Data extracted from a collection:
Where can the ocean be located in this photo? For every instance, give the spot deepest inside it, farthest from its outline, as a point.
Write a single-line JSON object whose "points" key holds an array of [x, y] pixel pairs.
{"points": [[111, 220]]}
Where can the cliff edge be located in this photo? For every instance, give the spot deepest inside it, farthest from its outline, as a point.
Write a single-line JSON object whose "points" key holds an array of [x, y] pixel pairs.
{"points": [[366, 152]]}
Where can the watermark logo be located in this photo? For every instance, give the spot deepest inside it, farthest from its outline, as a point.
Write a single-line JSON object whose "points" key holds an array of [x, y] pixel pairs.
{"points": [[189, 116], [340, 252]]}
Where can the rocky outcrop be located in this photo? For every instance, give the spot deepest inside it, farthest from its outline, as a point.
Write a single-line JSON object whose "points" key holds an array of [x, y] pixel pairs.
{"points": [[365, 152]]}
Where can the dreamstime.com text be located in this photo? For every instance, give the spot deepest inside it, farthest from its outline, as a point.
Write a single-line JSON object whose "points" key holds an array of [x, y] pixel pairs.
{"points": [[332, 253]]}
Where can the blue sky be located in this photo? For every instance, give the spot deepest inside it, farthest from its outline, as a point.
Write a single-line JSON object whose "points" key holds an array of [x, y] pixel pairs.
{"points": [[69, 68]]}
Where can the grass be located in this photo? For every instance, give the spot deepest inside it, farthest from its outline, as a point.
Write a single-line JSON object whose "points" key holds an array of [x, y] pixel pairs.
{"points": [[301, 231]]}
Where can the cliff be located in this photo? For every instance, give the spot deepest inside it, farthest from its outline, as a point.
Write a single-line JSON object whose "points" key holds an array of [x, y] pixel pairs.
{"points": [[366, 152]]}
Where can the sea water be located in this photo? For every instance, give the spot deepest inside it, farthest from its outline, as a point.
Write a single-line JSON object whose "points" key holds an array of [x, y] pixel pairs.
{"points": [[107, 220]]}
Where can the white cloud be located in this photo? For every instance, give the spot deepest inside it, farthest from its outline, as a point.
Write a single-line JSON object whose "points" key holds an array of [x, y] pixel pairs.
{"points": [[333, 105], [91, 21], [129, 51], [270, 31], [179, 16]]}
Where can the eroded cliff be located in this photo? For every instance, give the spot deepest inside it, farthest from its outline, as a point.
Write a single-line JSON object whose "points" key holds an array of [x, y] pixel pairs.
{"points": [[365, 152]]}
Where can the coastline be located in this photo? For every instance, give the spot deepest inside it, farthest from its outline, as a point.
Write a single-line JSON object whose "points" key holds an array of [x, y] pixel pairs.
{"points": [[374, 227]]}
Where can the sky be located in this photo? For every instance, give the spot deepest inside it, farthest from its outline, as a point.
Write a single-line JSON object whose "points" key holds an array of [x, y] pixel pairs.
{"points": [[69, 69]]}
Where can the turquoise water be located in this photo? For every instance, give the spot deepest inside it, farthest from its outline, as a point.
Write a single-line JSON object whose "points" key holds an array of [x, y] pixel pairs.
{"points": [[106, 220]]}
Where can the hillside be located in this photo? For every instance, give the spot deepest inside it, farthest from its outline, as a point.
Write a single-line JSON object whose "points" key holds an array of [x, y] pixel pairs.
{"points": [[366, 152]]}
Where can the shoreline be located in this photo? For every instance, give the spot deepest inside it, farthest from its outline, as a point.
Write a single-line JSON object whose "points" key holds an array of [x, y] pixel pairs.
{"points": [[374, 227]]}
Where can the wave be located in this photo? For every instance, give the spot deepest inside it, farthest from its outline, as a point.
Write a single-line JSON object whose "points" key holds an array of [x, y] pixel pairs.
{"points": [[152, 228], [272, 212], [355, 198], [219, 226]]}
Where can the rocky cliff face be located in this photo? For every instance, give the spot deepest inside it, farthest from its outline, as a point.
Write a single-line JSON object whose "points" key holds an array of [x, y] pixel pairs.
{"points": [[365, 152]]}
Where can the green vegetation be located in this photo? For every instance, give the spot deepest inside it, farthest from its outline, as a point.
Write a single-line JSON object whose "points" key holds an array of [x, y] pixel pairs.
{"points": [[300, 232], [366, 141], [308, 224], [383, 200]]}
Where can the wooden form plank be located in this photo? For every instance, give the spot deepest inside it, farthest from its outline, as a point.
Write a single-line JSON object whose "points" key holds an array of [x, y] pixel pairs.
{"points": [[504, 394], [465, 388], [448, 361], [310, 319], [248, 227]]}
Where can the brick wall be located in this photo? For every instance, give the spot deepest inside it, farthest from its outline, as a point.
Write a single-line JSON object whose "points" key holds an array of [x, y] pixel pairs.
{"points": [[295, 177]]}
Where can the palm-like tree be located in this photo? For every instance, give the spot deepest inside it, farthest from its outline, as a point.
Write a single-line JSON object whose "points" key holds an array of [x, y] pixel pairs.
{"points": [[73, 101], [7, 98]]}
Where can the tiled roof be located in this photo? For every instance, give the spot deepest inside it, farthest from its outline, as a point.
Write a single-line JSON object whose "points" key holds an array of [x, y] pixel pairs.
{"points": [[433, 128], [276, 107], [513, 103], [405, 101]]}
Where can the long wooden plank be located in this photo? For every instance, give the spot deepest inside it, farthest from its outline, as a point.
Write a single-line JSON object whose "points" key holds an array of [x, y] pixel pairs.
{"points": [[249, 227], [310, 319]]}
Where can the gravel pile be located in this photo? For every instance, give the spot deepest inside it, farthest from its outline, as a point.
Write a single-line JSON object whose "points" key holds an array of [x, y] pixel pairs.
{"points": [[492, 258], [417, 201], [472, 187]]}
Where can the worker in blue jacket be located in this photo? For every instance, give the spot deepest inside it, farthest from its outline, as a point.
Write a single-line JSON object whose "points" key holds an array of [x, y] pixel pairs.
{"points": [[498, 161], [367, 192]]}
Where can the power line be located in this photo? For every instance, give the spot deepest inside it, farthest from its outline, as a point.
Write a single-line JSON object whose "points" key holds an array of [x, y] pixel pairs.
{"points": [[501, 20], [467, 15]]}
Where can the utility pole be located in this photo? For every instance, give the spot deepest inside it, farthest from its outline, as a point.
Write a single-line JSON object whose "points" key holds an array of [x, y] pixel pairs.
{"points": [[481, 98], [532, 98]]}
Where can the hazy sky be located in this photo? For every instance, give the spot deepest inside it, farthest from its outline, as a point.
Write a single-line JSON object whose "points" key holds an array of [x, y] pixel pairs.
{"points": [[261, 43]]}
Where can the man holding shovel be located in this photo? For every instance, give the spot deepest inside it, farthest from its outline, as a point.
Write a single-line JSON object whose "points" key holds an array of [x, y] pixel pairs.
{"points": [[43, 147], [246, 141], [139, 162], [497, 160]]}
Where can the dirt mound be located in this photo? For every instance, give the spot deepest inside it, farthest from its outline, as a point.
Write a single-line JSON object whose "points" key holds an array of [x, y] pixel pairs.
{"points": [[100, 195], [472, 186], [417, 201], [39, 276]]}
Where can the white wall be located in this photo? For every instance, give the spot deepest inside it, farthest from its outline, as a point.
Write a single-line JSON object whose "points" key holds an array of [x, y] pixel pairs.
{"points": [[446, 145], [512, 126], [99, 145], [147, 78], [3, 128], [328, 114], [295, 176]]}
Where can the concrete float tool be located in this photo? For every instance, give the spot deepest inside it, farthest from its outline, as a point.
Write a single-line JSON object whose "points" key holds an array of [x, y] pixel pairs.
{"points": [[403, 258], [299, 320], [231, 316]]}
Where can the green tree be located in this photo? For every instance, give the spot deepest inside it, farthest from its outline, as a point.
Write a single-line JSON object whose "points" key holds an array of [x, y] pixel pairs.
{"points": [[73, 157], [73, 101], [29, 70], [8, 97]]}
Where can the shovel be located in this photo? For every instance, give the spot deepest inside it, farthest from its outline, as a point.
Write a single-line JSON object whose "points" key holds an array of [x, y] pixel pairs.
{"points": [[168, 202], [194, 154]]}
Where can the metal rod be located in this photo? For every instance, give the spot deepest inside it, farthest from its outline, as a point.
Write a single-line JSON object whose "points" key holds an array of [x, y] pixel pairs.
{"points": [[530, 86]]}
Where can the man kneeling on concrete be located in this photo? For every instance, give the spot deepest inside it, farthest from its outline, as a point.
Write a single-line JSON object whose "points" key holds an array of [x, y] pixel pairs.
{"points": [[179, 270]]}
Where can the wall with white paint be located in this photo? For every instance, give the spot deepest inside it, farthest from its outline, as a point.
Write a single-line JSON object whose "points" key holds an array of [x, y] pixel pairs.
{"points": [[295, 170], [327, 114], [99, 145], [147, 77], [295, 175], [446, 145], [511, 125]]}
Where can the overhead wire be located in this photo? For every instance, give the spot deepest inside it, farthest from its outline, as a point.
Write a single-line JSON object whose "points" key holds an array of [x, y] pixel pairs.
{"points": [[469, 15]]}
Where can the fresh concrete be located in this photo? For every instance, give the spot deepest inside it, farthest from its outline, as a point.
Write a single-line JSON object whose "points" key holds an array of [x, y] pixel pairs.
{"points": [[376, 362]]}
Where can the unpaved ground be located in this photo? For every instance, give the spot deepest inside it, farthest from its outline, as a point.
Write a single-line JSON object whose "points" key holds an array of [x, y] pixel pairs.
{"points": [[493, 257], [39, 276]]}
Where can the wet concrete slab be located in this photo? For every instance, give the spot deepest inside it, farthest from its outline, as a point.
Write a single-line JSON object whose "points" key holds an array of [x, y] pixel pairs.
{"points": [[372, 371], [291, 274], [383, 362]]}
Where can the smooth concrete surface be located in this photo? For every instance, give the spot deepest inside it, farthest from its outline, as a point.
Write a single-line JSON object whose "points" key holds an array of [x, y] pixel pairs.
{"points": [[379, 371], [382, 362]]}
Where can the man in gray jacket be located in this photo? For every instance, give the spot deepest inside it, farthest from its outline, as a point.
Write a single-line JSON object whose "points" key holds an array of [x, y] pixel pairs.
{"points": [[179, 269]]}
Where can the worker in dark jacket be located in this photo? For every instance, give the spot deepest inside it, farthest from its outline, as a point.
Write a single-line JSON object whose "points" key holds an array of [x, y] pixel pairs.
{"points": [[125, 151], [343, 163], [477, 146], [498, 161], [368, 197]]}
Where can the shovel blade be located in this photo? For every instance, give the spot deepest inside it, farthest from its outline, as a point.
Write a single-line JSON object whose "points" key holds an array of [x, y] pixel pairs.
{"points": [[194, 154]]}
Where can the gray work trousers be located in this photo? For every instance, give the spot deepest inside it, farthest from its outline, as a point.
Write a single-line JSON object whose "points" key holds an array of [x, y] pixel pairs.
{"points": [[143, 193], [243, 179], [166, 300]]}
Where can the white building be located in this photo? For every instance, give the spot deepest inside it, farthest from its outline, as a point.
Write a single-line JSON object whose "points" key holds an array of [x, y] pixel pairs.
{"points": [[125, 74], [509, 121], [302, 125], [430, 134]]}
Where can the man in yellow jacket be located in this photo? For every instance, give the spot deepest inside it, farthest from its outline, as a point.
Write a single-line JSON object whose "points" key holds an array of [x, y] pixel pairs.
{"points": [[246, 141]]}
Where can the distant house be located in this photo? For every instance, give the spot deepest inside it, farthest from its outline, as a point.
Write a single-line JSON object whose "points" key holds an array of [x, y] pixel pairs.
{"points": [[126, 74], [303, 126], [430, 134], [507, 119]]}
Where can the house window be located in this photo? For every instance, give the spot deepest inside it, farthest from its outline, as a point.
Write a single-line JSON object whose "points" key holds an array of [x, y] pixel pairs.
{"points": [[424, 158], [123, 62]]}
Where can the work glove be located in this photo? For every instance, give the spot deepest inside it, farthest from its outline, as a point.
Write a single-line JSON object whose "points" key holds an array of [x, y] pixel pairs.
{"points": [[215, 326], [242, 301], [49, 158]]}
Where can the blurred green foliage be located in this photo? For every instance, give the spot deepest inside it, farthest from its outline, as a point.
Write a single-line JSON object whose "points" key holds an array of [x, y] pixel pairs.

Exercise — The lines of the records that contain the string "tree" should be located and copied.

Exercise result —
Where can the palm-like tree be located in this photo? For every instance, give the spot deepest inside it, farthest from its outline, as a point.
Where can the green tree be located in this photo? For every instance, give the spot deepest inside it, farthest from its outline, as a point.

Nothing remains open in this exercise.